AIM OF THE EXERCISE:
Report how many lines of the records below contain the string "roof". Give only the number.

** begin INPUT FOR THIS TASK **

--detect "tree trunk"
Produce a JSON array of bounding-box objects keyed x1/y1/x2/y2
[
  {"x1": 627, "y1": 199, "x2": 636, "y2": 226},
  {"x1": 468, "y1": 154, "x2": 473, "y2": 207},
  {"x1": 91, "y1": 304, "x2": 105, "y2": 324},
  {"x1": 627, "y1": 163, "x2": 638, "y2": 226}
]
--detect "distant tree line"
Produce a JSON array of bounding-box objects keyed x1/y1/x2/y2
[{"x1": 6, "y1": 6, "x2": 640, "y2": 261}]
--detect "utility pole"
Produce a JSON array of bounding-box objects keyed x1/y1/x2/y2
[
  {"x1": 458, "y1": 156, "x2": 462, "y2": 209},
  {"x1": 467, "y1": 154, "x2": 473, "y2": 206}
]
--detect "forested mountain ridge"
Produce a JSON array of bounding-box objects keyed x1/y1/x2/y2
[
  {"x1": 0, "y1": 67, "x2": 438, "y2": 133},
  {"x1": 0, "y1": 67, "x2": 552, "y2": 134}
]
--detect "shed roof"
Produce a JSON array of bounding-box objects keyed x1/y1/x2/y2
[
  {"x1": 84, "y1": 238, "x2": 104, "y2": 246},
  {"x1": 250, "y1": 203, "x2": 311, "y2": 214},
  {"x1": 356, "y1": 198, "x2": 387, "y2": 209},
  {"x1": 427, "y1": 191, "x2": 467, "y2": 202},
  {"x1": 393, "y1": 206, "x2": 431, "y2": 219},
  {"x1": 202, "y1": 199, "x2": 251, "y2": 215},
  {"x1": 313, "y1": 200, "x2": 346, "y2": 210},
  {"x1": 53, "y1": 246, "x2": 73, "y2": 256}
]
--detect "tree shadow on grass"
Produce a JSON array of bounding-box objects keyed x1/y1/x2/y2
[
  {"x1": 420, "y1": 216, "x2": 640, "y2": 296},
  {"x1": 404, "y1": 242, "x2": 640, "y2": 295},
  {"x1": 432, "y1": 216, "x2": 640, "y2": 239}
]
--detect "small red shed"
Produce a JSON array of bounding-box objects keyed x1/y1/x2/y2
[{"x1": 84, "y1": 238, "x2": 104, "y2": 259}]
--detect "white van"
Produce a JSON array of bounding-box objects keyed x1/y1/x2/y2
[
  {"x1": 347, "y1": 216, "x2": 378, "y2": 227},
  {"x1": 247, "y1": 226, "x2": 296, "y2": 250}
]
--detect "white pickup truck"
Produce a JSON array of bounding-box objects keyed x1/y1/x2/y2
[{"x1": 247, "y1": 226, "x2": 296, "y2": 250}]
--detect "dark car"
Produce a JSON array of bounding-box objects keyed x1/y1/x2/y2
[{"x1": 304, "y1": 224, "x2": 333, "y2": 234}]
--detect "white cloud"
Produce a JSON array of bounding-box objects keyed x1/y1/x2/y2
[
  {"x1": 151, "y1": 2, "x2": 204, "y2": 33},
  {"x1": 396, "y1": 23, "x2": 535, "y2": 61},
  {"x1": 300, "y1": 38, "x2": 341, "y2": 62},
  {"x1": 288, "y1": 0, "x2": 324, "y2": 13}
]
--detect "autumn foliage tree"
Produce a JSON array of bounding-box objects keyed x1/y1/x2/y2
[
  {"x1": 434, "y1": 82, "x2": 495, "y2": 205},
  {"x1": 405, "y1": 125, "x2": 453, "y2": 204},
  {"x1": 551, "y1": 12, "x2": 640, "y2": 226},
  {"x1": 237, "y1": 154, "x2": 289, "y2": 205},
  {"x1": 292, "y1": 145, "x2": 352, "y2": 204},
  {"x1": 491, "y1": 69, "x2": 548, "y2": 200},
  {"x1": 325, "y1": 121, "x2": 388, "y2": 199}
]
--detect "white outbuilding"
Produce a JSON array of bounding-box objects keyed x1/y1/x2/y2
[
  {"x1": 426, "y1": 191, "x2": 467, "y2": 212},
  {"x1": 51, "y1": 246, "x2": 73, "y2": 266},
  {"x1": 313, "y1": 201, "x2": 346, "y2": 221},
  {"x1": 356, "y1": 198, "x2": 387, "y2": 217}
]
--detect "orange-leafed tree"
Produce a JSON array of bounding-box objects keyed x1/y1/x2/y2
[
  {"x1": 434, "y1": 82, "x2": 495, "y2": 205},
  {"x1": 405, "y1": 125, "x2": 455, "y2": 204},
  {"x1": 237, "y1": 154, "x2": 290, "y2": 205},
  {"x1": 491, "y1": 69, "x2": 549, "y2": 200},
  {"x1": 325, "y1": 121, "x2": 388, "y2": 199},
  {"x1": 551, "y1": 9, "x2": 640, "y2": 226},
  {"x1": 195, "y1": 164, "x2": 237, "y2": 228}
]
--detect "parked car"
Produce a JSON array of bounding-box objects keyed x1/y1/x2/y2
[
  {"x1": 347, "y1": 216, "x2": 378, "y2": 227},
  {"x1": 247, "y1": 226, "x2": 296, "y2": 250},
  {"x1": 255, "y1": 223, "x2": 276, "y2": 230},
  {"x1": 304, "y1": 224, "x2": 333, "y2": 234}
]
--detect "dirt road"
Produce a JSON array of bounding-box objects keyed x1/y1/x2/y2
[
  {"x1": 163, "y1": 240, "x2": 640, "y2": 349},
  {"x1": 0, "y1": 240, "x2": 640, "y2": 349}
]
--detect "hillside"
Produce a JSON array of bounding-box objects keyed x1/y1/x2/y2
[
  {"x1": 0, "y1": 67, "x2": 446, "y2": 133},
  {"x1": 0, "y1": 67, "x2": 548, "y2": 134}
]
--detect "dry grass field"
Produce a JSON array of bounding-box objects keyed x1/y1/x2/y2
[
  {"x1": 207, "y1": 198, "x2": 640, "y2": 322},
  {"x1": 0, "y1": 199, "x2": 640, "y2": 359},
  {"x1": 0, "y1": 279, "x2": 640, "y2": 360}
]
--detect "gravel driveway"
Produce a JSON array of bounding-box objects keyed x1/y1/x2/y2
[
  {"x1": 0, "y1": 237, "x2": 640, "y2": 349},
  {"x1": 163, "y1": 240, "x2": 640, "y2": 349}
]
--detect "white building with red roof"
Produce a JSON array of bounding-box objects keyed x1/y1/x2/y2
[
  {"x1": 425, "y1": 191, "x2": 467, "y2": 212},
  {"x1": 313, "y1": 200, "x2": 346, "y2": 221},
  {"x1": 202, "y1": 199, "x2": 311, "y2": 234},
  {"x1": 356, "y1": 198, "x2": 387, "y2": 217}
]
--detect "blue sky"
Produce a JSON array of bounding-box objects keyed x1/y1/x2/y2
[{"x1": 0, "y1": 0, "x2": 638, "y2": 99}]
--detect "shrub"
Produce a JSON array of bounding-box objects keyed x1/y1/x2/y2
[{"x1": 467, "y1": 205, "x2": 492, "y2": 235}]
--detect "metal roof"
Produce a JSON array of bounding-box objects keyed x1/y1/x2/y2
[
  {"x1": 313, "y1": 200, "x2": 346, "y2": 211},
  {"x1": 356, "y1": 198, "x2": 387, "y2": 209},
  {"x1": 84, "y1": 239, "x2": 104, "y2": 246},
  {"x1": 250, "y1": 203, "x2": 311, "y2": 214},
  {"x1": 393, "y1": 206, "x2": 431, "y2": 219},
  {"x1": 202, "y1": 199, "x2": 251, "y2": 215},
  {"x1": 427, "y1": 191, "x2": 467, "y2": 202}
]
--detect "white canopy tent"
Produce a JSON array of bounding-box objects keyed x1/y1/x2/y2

** end INPUT FOR THIS TASK **

WRITTEN RESPONSE:
3